• ABOUT THIS TASK:
From the Day Ten island trip post below, return the part that opens with the words containing "I re-hung two" and closes with "dad was OK.", copied character for character.

September 2018 Island Trip – Day Ten

I am done painting. If this were my house there would be more painting to do, but it is a rental, and I am finished. Aside from the powder post beetles derailing placing the property On the rental market this trip, the only thing I did not accomplish was putting a few coats of clear finish on the new kitchen sink cabinet doors. The sawhorses will stay in order to make that job easy when I return before the end of the month. The final paint brush is now soaking, and will be clean enough to put away before I leave tomorrow morning.

The neighbor who mows spent a couple of hours here this afternoon. He explained he hadn’t been here earlier due to how dry things have been. Hit a rock, cause a spark and burning a few acres of dry grass is a reality that happened not far from here. I don’t regret having Jesus and his helper in to take a first pass at the place. It looks really good now!

I re-hung two of the doors, and will do the third one in the morning.

The entry door (pics to follow) had a sizable steak of black down the knob side on the interior. With little effort I was able to all but eradicate this blemish with a water and vinegar solution. It was not lost on me that I was erasing my late father’s DNA, born of thousands and thousands of finger prints laid down while coming and going from the house. We have so much of his art, made by his hands, that cleansing the door of this reminder of my dad was OK.

While cleaning the door I discovered that the screws on the interior of the lock were loose, one of them almost falling out. Tightening them solved all sorts of issues with the overall lock system. I thought I might have to replace it… It’s tight and secure now!

• DATASET:
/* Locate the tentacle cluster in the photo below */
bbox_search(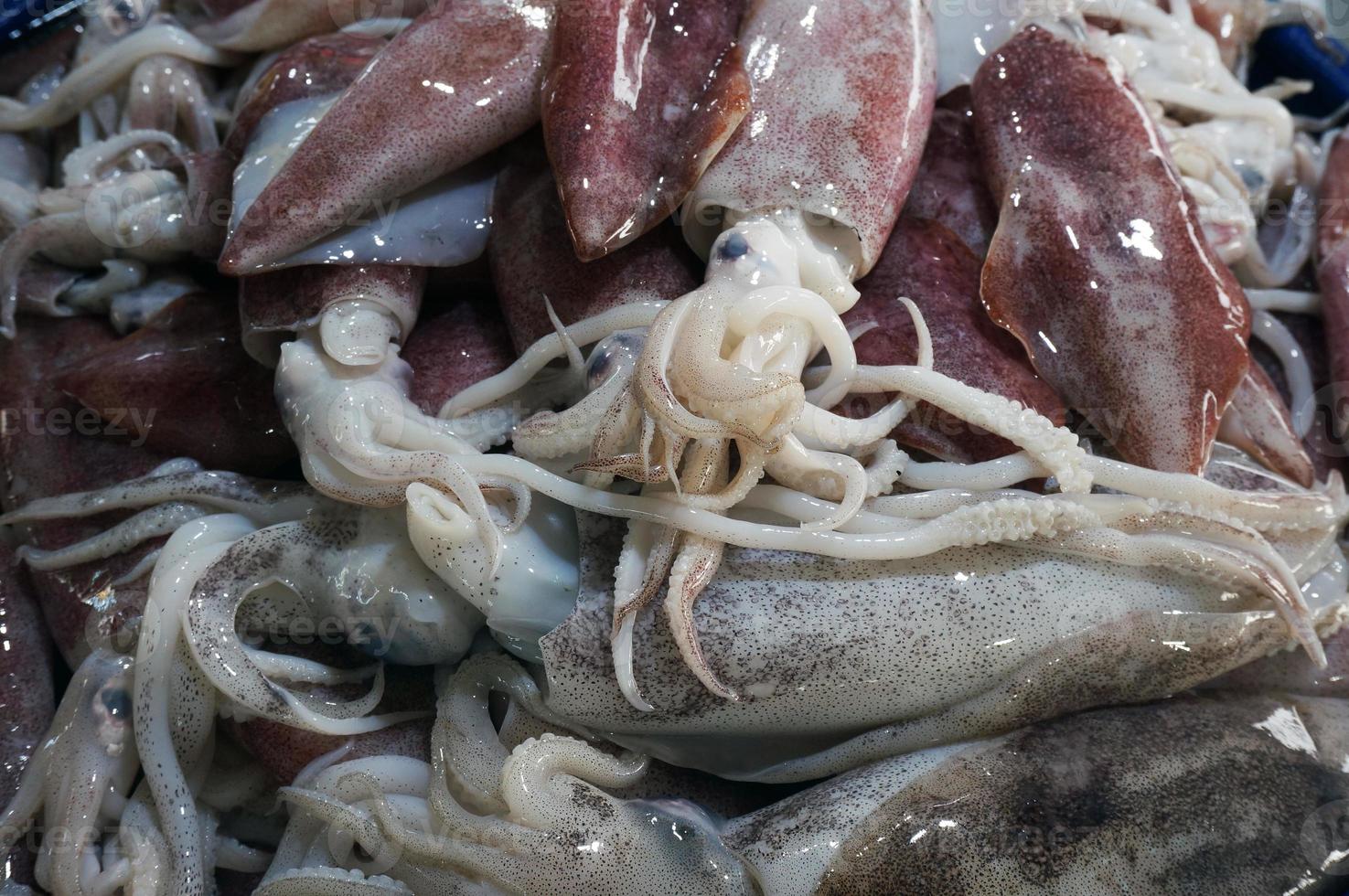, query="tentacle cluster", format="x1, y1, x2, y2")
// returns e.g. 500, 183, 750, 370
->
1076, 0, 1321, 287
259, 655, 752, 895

...

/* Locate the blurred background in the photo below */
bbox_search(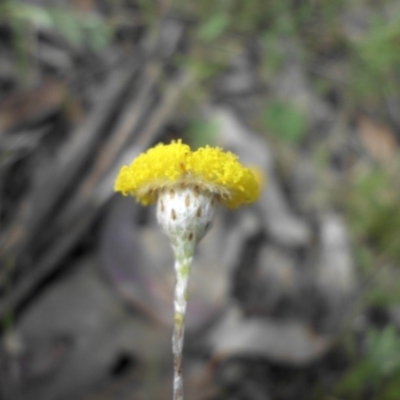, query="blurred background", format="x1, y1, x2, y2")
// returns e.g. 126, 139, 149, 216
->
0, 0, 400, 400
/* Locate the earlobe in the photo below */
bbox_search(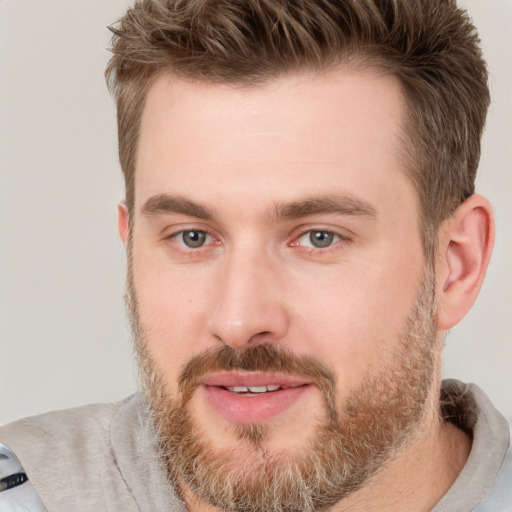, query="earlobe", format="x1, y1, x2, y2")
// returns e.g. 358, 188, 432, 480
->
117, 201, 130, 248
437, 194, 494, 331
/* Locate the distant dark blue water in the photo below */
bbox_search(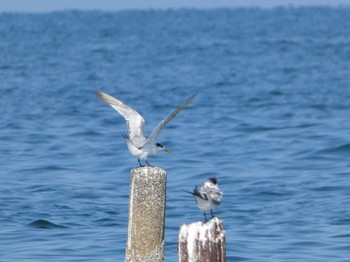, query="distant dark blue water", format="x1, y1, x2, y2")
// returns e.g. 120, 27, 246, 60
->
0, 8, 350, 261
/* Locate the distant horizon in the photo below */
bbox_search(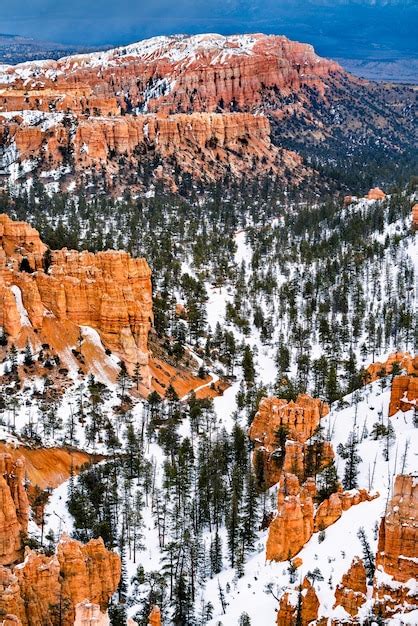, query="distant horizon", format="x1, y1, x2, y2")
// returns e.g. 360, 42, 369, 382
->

• EXPECTED ANSWER:
I re-hung two of the doors, and will do the third one in the morning.

The entry door (pics to follow) had a sizable steak of black down the knob side on the interior. With little effort I was able to all but eradicate this blemish with a water and vinegar solution. It was not lost on me that I was erasing my late father’s DNA, born of thousands and thousands of finger prints laid down while coming and going from the house. We have so much of his art, made by his hands, that cleansing the door of this reminder of my dad was OK.